TASK GOAL: Each line of the data below that holds the word "afro" is to be reported in full.

Referring expression pointing data:
○ ○ ○ ○ ○ ○ ○
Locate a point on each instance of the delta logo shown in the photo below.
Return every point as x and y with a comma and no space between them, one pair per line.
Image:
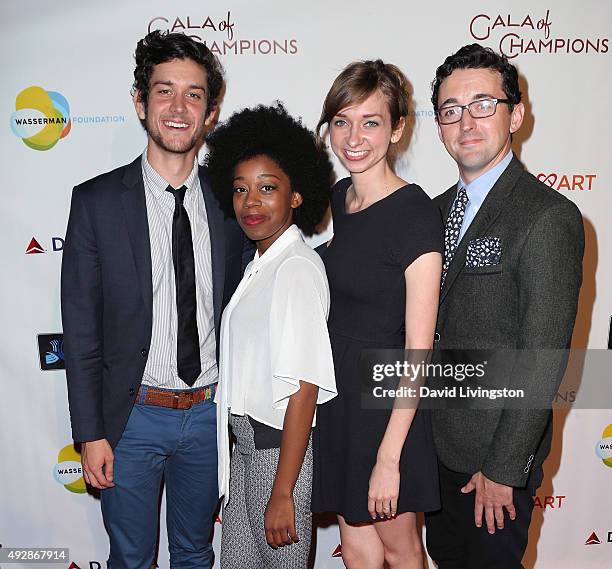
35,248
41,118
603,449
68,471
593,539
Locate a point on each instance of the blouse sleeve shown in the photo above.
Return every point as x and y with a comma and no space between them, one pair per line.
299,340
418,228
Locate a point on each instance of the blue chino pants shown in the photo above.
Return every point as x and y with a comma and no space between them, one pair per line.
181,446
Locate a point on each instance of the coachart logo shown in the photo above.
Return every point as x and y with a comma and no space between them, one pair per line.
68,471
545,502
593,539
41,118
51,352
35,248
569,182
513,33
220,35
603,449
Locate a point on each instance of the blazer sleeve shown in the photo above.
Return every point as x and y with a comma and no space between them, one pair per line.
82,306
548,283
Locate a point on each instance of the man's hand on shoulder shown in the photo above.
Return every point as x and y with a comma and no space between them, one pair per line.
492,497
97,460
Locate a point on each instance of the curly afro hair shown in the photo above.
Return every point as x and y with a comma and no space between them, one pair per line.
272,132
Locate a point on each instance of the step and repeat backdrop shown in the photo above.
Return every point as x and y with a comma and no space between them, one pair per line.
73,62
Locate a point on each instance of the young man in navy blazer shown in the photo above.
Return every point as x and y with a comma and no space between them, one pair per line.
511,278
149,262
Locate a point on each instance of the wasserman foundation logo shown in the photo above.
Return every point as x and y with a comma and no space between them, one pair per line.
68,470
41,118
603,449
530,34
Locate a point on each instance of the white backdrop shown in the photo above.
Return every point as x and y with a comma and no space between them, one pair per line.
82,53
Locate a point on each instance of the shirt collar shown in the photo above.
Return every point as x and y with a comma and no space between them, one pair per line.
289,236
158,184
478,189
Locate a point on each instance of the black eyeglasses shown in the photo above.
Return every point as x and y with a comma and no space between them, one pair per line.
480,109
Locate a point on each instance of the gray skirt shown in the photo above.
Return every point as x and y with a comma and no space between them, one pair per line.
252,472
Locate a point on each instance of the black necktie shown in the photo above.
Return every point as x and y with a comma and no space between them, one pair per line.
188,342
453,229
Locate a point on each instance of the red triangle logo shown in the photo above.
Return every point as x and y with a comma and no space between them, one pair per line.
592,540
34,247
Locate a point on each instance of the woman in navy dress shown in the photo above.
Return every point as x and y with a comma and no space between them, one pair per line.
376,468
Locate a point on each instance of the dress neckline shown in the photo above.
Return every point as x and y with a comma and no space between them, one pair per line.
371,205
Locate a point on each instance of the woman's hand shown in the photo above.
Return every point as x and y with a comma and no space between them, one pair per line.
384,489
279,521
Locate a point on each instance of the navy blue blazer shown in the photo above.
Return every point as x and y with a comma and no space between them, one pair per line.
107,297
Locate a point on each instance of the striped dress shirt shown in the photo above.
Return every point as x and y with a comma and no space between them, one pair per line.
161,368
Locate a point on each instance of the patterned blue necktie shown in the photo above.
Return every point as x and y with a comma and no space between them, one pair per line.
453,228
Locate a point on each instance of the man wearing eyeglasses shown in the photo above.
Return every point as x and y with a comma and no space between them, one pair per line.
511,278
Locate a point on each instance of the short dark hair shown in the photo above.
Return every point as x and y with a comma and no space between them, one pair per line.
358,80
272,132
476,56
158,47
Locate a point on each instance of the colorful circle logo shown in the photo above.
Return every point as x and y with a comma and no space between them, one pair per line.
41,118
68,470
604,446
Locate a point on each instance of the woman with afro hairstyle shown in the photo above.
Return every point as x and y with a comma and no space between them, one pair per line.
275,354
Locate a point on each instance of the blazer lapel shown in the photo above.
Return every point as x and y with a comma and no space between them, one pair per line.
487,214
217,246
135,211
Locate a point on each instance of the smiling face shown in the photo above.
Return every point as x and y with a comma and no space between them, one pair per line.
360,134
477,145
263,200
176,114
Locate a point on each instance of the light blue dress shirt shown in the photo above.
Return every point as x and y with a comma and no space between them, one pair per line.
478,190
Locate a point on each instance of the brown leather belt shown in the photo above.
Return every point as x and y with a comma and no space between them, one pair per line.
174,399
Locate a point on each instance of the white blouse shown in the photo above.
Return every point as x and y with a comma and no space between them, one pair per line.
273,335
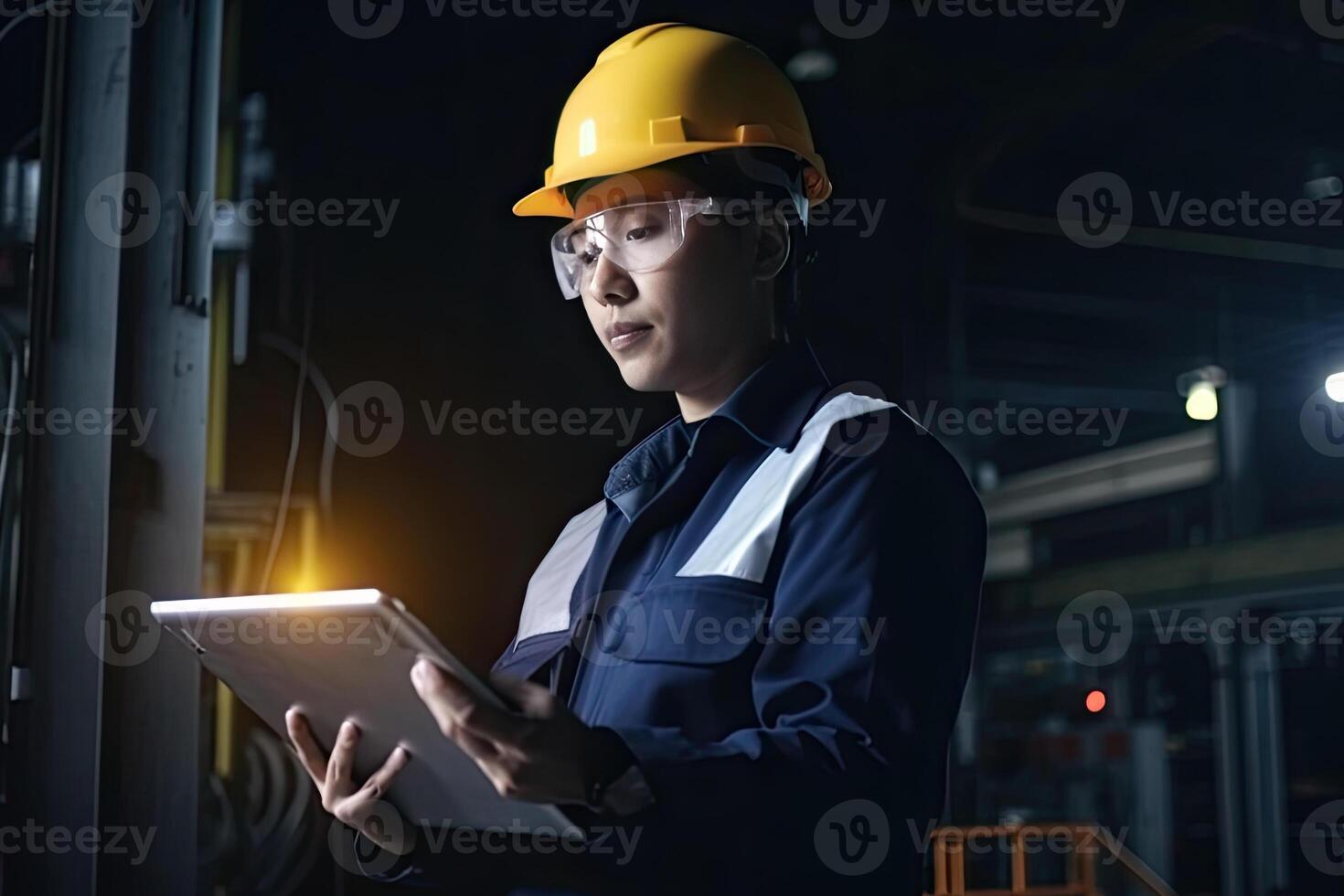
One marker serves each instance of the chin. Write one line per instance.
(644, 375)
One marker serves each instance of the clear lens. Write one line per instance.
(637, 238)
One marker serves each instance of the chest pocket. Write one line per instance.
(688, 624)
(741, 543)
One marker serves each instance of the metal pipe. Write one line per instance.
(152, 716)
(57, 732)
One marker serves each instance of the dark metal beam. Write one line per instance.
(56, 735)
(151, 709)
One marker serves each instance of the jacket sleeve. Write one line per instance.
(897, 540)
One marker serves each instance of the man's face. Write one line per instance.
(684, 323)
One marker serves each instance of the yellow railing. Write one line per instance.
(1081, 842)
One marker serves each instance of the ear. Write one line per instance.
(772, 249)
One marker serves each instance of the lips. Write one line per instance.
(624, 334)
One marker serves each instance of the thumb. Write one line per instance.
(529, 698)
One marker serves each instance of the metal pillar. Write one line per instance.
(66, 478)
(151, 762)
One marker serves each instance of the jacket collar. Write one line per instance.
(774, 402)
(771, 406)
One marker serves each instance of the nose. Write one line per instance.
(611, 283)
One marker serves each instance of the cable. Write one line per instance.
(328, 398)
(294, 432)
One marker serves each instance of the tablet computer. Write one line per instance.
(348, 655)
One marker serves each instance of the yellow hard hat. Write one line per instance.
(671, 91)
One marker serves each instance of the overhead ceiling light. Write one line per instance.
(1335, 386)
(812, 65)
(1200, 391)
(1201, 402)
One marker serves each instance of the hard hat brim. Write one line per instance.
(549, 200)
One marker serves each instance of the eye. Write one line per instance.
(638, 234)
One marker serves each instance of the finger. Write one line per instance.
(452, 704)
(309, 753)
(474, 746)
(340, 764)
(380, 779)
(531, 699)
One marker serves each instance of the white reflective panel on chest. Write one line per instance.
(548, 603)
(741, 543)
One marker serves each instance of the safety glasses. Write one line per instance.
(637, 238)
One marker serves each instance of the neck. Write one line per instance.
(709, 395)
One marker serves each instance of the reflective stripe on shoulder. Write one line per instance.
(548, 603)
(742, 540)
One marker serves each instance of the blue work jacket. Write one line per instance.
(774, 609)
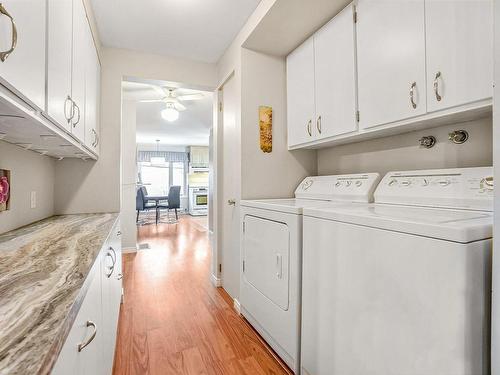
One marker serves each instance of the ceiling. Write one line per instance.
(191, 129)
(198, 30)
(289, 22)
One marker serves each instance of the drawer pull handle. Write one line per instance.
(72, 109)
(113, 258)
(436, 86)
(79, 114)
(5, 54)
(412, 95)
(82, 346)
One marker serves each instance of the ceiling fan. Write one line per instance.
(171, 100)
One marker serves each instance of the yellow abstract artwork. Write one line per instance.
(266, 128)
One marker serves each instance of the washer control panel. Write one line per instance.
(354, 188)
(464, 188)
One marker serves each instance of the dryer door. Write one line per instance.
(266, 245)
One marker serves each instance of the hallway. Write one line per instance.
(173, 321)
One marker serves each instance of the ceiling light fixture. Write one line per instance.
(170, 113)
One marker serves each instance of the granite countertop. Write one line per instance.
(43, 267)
○ ○ ○ ○ ○ ○ ○
EXERCISE RESULT:
Locate a point on each instance of the curly afro hair shown in the photo above.
Locate a point on each instance of the woman with afro hairstyle shown in the photo above.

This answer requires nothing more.